Addressing the Unique Imaging Needs in Pediatric Cancer Trials

12.03.25 03:41 PM By Lori

Dr. Scott Bradfield is a clinical trial principal investigator (PI), practicing oncologist, and Medical Advisor to Yunu. His unique perspective offers valuable insight into the day-to-day realities of clinical research, patient care, and the evolving role of technology in advancing clinical trials. As both a physician and researcher, Dr. Bradfield brings firsthand knowledge of the challenges and opportunities shaping the future of clinical development.


The Complex Landscape of Pediatric Oncology Imaging


As a pediatric oncology principal investigator, I have witnessed firsthand the unique challenges of imaging in pediatric cancer trials. Unlike in adult oncology studies, where patient populations are larger and diseases often more common, pediatric trials grapple with much lower patient volumes, all rare diseases, and resultant extended timelines for trial completion. These factors collectively create a complex environment for ensuring reliable, consistent imaging data, and these data are crucial for assessing treatment efficacy and maintaining safety. This is in addition to universal pediatric radiology difficulties with radiation dosing adjustments and requirements for sedation to get accurate clear data in many young patients.

The Challenge of Rare Diseases and Low Enrollment

As stated, one of the most significant hurdles we face is the pure rarity of pediatric cancers. The most common disease in pediatric oncology, acute lymphoblastic leukemia, still numbers only in the few thousand compared to 280,000 new breast cancer cases yearly. All pediatric cancers combined total approximately 17,000 yearly. These low incidence rates mean that enrolling a sufficient number of participants takes years longer, and capturing the majority of patients diagnosed nationwide (or worldwide) becomes a clear objective to make advances in any timely fashion. We can not allow patients volunteering their lives and data to be enrolled in studies inappropriately due to not meeting criteria or have radiology narratives capturing the radiologist's gestalt "growth" when not truly meeting study-dictated "progression."

Long Timelines and Protocol Consistency

Fewer eligible patients slow recruitment. This slow recruitment lengthens imaging schedules, and consistency in imaging protocols must be maintained over extended periods, sometimes spanning close to five years. Ensuring that imaging technology and protocols remain consistent throughout a trial is a logistical challenge, particularly as equipment upgrades and staff turnover can introduce variability.

"This prolonged course introduces variability in evaluation and response criteria across trials that radiologists must keep up with on older studies despite newer updates."

Pediatric-Specific Imaging Criteria


Pediatric imaging criteria also contain other unique considerations. Children's bodies continuously grow and develop, which can affect tumor appearance and measurement. The diseases being graded are also histologically or genetically distinct. Traditional RECIST criteria, commonly used in adult trials, may not always be suitable for pediatric populations. Modifications or entirely different criteria are often needed to account for these physiological differences. The RANO criteria became RAPNO in neuro-oncology to adjust for Pediatric aspects that account for differing diseases and responses for brain tumors.

DATASET ENTRIES:
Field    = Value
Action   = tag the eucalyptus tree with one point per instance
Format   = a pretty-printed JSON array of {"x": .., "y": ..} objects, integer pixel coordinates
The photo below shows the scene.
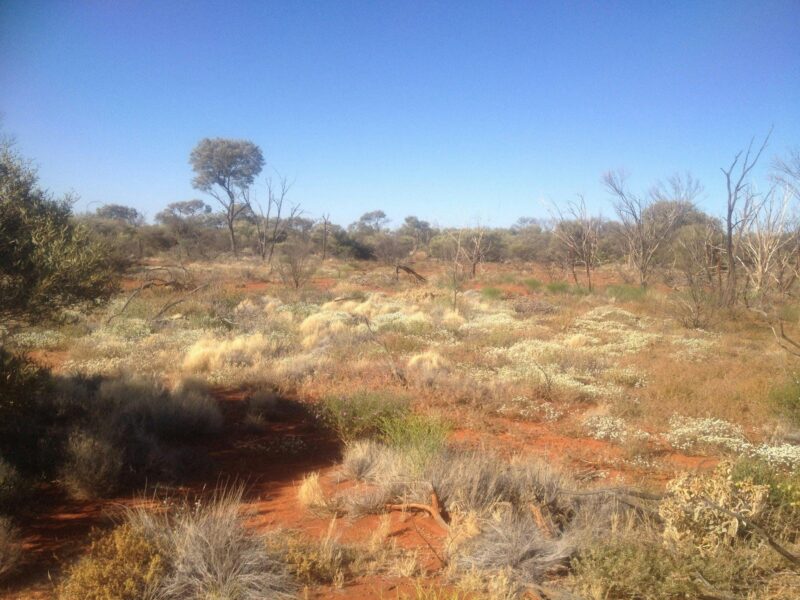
[{"x": 225, "y": 169}]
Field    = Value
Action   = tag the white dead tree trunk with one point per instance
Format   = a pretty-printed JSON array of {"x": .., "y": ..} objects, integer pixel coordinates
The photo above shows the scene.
[
  {"x": 270, "y": 225},
  {"x": 764, "y": 246},
  {"x": 645, "y": 228},
  {"x": 577, "y": 232}
]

PROBLEM DETAILS: Continue the article on imaging in pediatric cancer trials, starting after its last sentence.

ANSWER TO THIS PROBLEM:
Multi-Center Trial Coordination and Standardization

Ensuring data reliability across different trial sites is another critical issue. Unlike adult institutional studies, almost all pediatric oncology trials require multiple sites to coordinate to achieve power through adequate sample size. Multi-center trials are essential to achieve adequate enrollment numbers, but they introduce variability in imaging equipment, protocols, and operator expertise. Standardizing imaging protocols and implementing rigorous quality control measures are mandatory. Regular training sessions, centralized image review, and imaging core labs can help mitigate these issues but also require significant resources and coordination. This is the absolute rule rather than the exception in pediatric trials.

Sedation, Radiation, and Ethical Considerations


Typical workflows in the imaging process itself can be more challenging with children. Younger patients often require sedation to remain still during scans, introducing additional risks, scheduling barriers, and ethical considerations. Minimizing radiation exposure is paramount, leaning toward using MRI over CT whenever feasible or implementing low-dose protocols. This, however, can sometimes compromise best image quality or add sedation time, adding another layer of complexity to data interpretation and processes.

The Power of Collaboration and Technology

Collaboration among oncology researchers, radiologists, clinical trial developers, and coordinators is vital to overcoming these challenges. Key strategies include sharing best practices, developing standardized imaging protocols tailored to pediatric needs, and streamlined communication for specific training. There must be additional flexibility in scheduling multiple image modalities under one anesthesia.

"Leveraging advanced technologies such as software-directed reading guidance for study-specific criteria modifications can enhance consistency and reliability, even across diverse trial sites, and promote efficiency."

A Multidisciplinary Path Forward


In conclusion, addressing the unique imaging needs in pediatric cancer trials requires a comprehensive, multidisciplinary approach. By recognizing and proactively managing these challenges, we can improve the accuracy and quality of imaging data, ultimately enhancing the robustness of trial outcomes and advancing the care of children with cancer.